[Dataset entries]
- - - - -
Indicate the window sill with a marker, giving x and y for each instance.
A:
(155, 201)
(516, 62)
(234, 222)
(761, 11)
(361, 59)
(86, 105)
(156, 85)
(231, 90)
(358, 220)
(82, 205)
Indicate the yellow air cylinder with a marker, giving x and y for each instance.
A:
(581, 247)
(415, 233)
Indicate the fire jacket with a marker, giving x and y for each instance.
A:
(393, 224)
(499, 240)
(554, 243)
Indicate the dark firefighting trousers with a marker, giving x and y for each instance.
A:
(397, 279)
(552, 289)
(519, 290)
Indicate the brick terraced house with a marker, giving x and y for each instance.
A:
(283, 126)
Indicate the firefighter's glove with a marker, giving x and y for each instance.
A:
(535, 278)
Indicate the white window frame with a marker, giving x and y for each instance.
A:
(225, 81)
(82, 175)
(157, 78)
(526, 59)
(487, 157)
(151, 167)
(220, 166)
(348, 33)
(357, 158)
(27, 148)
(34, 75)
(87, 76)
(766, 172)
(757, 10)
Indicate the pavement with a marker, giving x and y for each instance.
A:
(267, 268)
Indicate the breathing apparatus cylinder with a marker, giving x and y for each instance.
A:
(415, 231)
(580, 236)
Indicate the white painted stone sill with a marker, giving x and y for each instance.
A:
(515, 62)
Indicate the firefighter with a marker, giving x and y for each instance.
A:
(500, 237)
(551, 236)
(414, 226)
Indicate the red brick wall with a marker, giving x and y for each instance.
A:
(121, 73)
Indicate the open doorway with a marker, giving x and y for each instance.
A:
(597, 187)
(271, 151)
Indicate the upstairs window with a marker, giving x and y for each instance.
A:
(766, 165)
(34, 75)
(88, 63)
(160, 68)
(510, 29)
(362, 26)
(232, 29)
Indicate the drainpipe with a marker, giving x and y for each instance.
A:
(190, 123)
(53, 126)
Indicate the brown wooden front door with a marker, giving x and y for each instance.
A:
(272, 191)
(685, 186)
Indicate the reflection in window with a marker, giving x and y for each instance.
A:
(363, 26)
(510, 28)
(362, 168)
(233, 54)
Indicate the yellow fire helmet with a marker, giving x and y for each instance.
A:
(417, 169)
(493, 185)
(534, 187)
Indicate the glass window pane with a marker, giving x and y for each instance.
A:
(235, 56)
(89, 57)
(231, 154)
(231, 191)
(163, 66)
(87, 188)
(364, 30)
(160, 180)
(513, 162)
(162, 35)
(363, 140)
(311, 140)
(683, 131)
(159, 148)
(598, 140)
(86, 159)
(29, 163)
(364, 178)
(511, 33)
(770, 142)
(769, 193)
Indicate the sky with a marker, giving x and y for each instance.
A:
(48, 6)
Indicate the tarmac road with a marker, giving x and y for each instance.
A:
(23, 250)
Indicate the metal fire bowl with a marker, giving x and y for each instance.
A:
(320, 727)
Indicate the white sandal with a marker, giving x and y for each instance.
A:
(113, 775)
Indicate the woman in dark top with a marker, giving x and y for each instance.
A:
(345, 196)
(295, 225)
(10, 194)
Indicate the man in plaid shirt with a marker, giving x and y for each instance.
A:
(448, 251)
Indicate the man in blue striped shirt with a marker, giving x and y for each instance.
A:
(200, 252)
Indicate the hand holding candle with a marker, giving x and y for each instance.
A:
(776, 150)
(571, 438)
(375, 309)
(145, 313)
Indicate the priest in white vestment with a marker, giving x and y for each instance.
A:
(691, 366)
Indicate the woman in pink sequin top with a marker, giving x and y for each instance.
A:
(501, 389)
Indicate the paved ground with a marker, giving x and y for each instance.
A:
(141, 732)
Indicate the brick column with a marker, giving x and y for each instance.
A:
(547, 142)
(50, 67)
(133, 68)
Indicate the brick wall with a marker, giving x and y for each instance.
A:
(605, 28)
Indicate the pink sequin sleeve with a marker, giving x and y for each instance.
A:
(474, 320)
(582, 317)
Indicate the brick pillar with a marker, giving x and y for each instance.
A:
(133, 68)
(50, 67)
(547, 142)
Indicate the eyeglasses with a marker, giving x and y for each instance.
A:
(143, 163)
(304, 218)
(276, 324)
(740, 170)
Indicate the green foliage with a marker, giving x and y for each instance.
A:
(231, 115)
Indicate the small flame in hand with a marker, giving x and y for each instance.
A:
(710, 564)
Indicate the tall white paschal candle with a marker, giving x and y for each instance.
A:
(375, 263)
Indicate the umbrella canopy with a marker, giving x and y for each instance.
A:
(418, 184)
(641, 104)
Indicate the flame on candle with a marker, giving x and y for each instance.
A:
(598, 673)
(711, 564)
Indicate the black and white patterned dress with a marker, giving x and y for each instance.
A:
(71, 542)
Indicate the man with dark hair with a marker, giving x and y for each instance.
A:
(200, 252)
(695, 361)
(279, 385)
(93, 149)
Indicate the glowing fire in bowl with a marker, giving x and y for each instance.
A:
- - - - -
PROBLEM DESCRIPTION:
What is needed is an exact reproduction of the data.

TASK RESULT:
Indicate the window sill with a marker, giving x and y for each instance.
A:
(155, 201)
(516, 62)
(234, 222)
(761, 11)
(361, 59)
(86, 105)
(156, 85)
(231, 90)
(358, 220)
(82, 205)
Indicate the yellow air cylinder with a marker, giving x and y for each instance.
A:
(581, 247)
(415, 233)
Indicate the fire jacket with a marker, giving x and y for each instance.
A:
(393, 224)
(499, 240)
(554, 243)
Indicate the dark firefighting trousers with a marker, giving x and y for each instance.
A:
(397, 279)
(552, 289)
(519, 290)
Indicate the brick terraced house with a marker, giving x and y for each instance.
A:
(283, 126)
Indicate the firefighter's glove with a marker, giving x and y for each instance.
A:
(535, 278)
Indicate the white window frame with a marker, giving x and y for each instance.
A:
(225, 81)
(82, 175)
(157, 78)
(526, 59)
(487, 157)
(151, 167)
(220, 166)
(348, 33)
(357, 158)
(27, 148)
(34, 75)
(87, 76)
(766, 172)
(757, 10)
Indicate the pavement with a marker, giving x and y for each instance.
A:
(267, 268)
Indicate the breathing apparatus cylinder with a marker, giving x and y for each instance.
A:
(415, 231)
(580, 236)
Indicate the white painted stone sill with a marker, giving x and y for each instance.
A:
(515, 62)
Indicate the firefighter with a marker, giving x and y for each instance.
A:
(500, 237)
(551, 236)
(414, 226)
Indicate the red brick wall with a marker, giving x and y for each instance.
A:
(121, 73)
Indicate the open doorway with a marker, giving x and y for each instance.
A:
(597, 187)
(271, 151)
Indicate the upstairs window with a marker, giving x and y for each instance.
A:
(766, 165)
(34, 75)
(88, 63)
(160, 68)
(510, 29)
(362, 26)
(232, 29)
Indicate the drainpipe with a marker, giving x and y for each instance.
A:
(190, 123)
(53, 126)
Indicate the brown wooden front door with a marker, giving x and y for each instance.
A:
(272, 191)
(685, 186)
Indicate the reflection in window with a marker, giving x and y for each instance.
A:
(363, 26)
(510, 28)
(362, 168)
(233, 54)
Indicate the yellow fire helmet with a marker, giving x and y for each instance.
A:
(417, 169)
(493, 185)
(534, 187)
Indicate the glass window pane with a marker, giving x and y for each instance.
A:
(235, 56)
(89, 57)
(231, 154)
(231, 191)
(163, 66)
(87, 188)
(364, 30)
(160, 180)
(513, 162)
(162, 35)
(363, 140)
(311, 140)
(683, 131)
(159, 148)
(598, 140)
(86, 159)
(29, 163)
(364, 178)
(511, 33)
(770, 142)
(769, 193)
Indicate the sky with a marker, giving x and y for each instance.
A:
(48, 6)
Indicate the tarmac road with a marker, giving x and y for each instance.
A:
(23, 250)
Indicate the metal fire bowl with a marker, giving x and y for each instance.
A:
(320, 727)
Indicate the white sandal with a marker, giving x and y for each instance.
A:
(113, 775)
Indicate the woman in dark top with a marker, giving x and y for each instance.
A:
(345, 196)
(295, 225)
(10, 194)
Indicate the man in plaid shirt with a marker, giving x and y for each instance.
A:
(448, 251)
Indicate the man in blue striped shirt with a marker, giving x and y for each instance.
A:
(200, 252)
Indicate the hand holding candle with a marker, giving x and y for each instance.
A:
(776, 150)
(571, 438)
(375, 309)
(145, 313)
Indicate the priest in white vestment with a marker, giving x and y for each instance.
A:
(691, 366)
Indicate the woman in pink sequin top with a marker, giving x and y for each instance.
A:
(501, 389)
Indicate the paved ground with a marker, giving x and y for each instance.
A:
(141, 732)
Indicate the brick column with a marker, giving x and y for each instance.
A:
(547, 142)
(50, 67)
(133, 68)
Indicate the brick wall with a marker, giving x and y for each instance.
A:
(605, 28)
Indicate the pink sequin sleeve with a marker, giving x and y for each instance.
A:
(474, 320)
(582, 317)
Indicate the brick pillar with a marker, giving x and y for each instance.
A:
(133, 68)
(50, 67)
(547, 142)
Indicate the eyeglasses with a marker, giving x and y for each instance.
A:
(143, 163)
(304, 218)
(276, 324)
(740, 170)
Indicate the green foliage with a marker, giving x and y for each instance.
A:
(231, 115)
Indicate the small flame in hand with a marker, giving x and y for each instance.
A:
(710, 564)
Indicate the tall white paschal candle with a marker, giving x and y for each instance.
A:
(375, 263)
Indicate the umbrella canopy with a marker, giving x and y for each instance.
A:
(418, 184)
(641, 104)
Indicate the flame on candle with a marker, giving x and y for each instance.
A:
(598, 673)
(711, 564)
Indicate the black and white patterned dress with a marker, giving x and y for each instance.
A:
(71, 542)
Indicate the man with dark hair with a marker, giving x and y for each instance.
A:
(200, 252)
(695, 361)
(279, 385)
(93, 149)
Indicate the glowing fire in bowl with a marker, giving x and y for each instance.
A:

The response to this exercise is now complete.